Exercise directions: Repeat each record below exactly, dropping the pictures.

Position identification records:
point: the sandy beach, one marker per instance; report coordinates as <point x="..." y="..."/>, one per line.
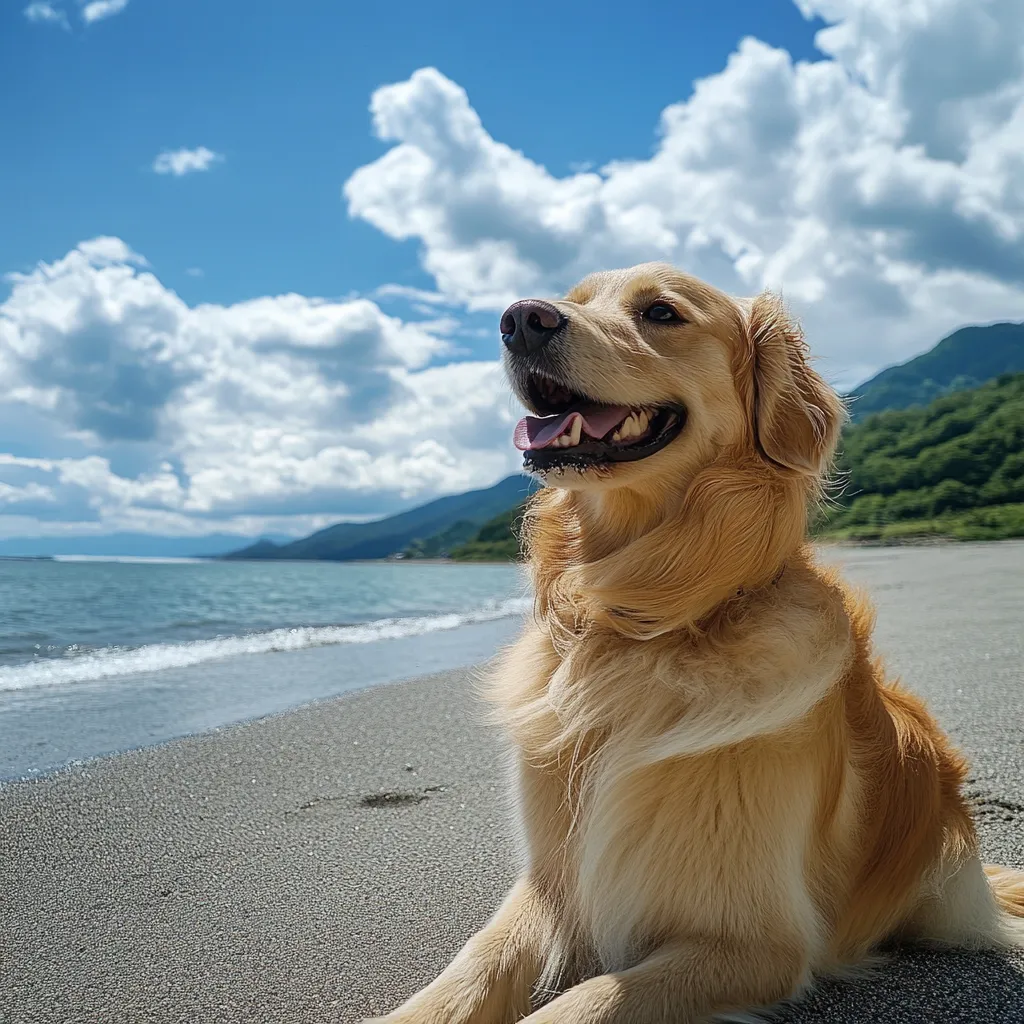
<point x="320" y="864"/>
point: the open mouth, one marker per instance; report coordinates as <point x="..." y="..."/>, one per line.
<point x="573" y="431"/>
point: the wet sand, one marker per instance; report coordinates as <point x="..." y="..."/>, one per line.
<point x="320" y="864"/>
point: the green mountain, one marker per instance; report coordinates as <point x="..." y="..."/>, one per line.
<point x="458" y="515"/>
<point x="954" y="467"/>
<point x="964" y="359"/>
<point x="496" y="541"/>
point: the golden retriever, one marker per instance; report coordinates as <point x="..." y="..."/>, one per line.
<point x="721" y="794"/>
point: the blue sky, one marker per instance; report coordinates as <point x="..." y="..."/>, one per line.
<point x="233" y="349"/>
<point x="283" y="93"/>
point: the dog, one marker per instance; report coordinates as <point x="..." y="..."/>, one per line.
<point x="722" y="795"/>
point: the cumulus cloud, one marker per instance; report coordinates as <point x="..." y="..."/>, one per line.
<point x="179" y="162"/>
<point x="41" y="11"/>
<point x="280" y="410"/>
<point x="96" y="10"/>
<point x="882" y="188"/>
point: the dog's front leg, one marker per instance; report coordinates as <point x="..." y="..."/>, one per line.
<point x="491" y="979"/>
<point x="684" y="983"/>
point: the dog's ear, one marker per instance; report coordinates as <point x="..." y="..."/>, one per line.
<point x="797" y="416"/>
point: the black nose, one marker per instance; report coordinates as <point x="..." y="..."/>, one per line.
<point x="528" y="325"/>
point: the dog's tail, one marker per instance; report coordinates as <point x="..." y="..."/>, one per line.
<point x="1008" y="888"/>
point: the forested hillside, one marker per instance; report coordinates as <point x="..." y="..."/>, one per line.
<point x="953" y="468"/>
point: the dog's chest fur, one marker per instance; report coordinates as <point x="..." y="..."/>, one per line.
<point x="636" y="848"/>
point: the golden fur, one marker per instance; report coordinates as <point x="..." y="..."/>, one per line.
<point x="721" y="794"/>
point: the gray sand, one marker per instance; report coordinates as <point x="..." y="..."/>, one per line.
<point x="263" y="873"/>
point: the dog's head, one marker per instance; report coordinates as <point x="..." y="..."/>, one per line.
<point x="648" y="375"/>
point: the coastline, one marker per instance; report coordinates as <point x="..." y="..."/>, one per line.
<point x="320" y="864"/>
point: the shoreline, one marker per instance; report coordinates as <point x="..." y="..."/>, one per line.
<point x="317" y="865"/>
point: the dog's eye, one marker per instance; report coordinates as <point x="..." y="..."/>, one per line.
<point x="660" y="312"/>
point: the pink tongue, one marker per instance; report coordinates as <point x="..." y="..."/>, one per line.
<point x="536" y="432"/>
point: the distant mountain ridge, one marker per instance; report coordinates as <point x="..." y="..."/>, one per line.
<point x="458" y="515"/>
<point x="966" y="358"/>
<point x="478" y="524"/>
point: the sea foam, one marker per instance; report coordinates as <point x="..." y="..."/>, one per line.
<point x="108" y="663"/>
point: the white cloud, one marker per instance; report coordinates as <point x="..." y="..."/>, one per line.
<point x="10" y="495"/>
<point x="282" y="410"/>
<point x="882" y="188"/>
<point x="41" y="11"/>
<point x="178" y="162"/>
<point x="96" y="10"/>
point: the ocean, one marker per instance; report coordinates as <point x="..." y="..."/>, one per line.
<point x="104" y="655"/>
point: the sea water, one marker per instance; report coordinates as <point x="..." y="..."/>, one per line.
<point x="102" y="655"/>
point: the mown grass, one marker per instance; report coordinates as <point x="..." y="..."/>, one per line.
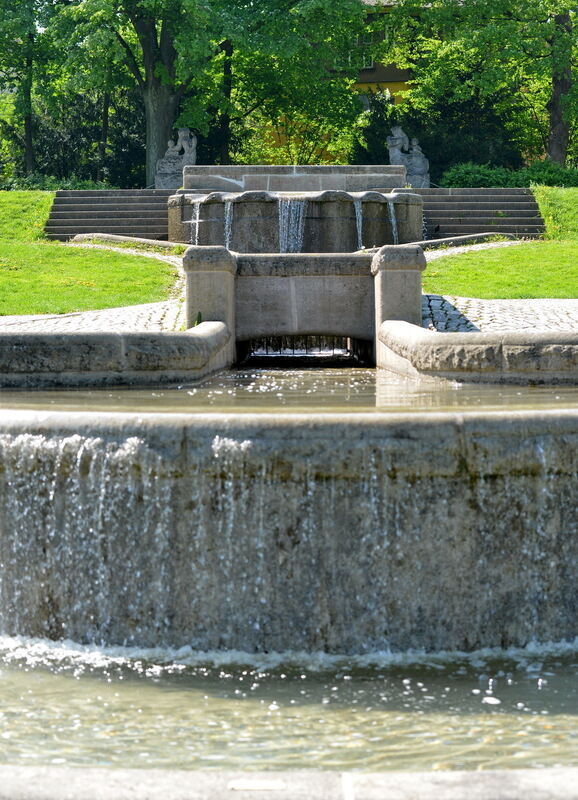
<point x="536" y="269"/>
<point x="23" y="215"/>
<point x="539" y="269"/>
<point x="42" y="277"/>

Exercise result:
point: the sandy beach, one marker per instance; report coordinates as <point x="..." y="..."/>, one per line.
<point x="320" y="864"/>
point: the open mouth, one marker per instance; report coordinates as <point x="..." y="..."/>, one per line.
<point x="573" y="431"/>
point: the wet sand, one marker per instance; report coordinates as <point x="..." y="..."/>, one per line.
<point x="320" y="864"/>
point: the green mountain, one marker per instance; report coordinates as <point x="..." y="..."/>, one per line.
<point x="458" y="515"/>
<point x="954" y="467"/>
<point x="964" y="359"/>
<point x="496" y="541"/>
point: the golden retriever, one marker per instance; report coordinates as <point x="..." y="..."/>, one per line.
<point x="721" y="794"/>
point: the blue sky, one marker per instance; report coordinates as <point x="..." y="..."/>, one per line.
<point x="233" y="349"/>
<point x="283" y="93"/>
point: the dog, one marker per instance; report coordinates as <point x="..." y="..."/>, one per line.
<point x="722" y="795"/>
point: the cumulus cloud, one marker per instance; report coordinates as <point x="..." y="..."/>, one per line.
<point x="179" y="162"/>
<point x="41" y="11"/>
<point x="280" y="410"/>
<point x="96" y="10"/>
<point x="882" y="188"/>
point: the dog's front leg, one marker per instance; report coordinates as <point x="..." y="..."/>, one per line.
<point x="491" y="979"/>
<point x="684" y="983"/>
point: the dog's ear, one marker per instance; report coordinates as <point x="..." y="..."/>, one per line.
<point x="797" y="416"/>
point: the black nose, one marker per instance; report coordinates as <point x="..." y="..."/>, one per line.
<point x="528" y="325"/>
point: the dog's tail, one marker per instance; report coordinates as <point x="..." y="..."/>, one per line.
<point x="1008" y="888"/>
point: the forested hillside, one marker per instance; report coordinates as <point x="..." y="..."/>, one per line.
<point x="953" y="468"/>
point: the dog's chest fur, one marker per instance; report coordinates as <point x="..." y="..."/>, one per line.
<point x="636" y="848"/>
point: the golden fur, one marker per instance; report coordinates as <point x="..." y="..."/>, one per line.
<point x="721" y="794"/>
point: the gray sand, one marker per instance; report coordinates as <point x="..." y="..."/>, one per line.
<point x="263" y="873"/>
point: the dog's head, one marker per instance; report coordinates as <point x="..." y="..."/>, one per line.
<point x="648" y="375"/>
point: the coastline, one marker per instance; report coordinates as <point x="..." y="..."/>, one per line.
<point x="320" y="864"/>
point: the shoreline, one marker per instance; report coordinates as <point x="..." y="..."/>, one per line.
<point x="317" y="865"/>
point: the dog's eye, one marker per instance; report coordinates as <point x="..." y="..."/>, one per line.
<point x="660" y="312"/>
point: the pink tongue, one marker per instance; report coordinates as <point x="..." y="..."/>, one per line.
<point x="536" y="432"/>
point: the distant mountain ridge, one marker per instance; report coordinates as <point x="..." y="..."/>, one per line.
<point x="458" y="515"/>
<point x="966" y="358"/>
<point x="478" y="524"/>
point: the sea foam, one marker per instance; report coordinates as <point x="..." y="..."/>, one per line.
<point x="108" y="663"/>
point: the white cloud, one marker per instance; report coordinates as <point x="..." y="..."/>, one per line.
<point x="10" y="495"/>
<point x="282" y="410"/>
<point x="882" y="188"/>
<point x="41" y="11"/>
<point x="178" y="162"/>
<point x="96" y="10"/>
point: the ocean, one marker per instance; report coordinates as <point x="..." y="..."/>, one per line.
<point x="104" y="655"/>
point: the sea water, one marker per instance; report coordinates as <point x="..." y="..."/>, one per line.
<point x="102" y="655"/>
point: the mown grass, one marker per instance; report coordinates as <point x="..." y="..."/>, one per line.
<point x="536" y="269"/>
<point x="23" y="215"/>
<point x="539" y="269"/>
<point x="42" y="277"/>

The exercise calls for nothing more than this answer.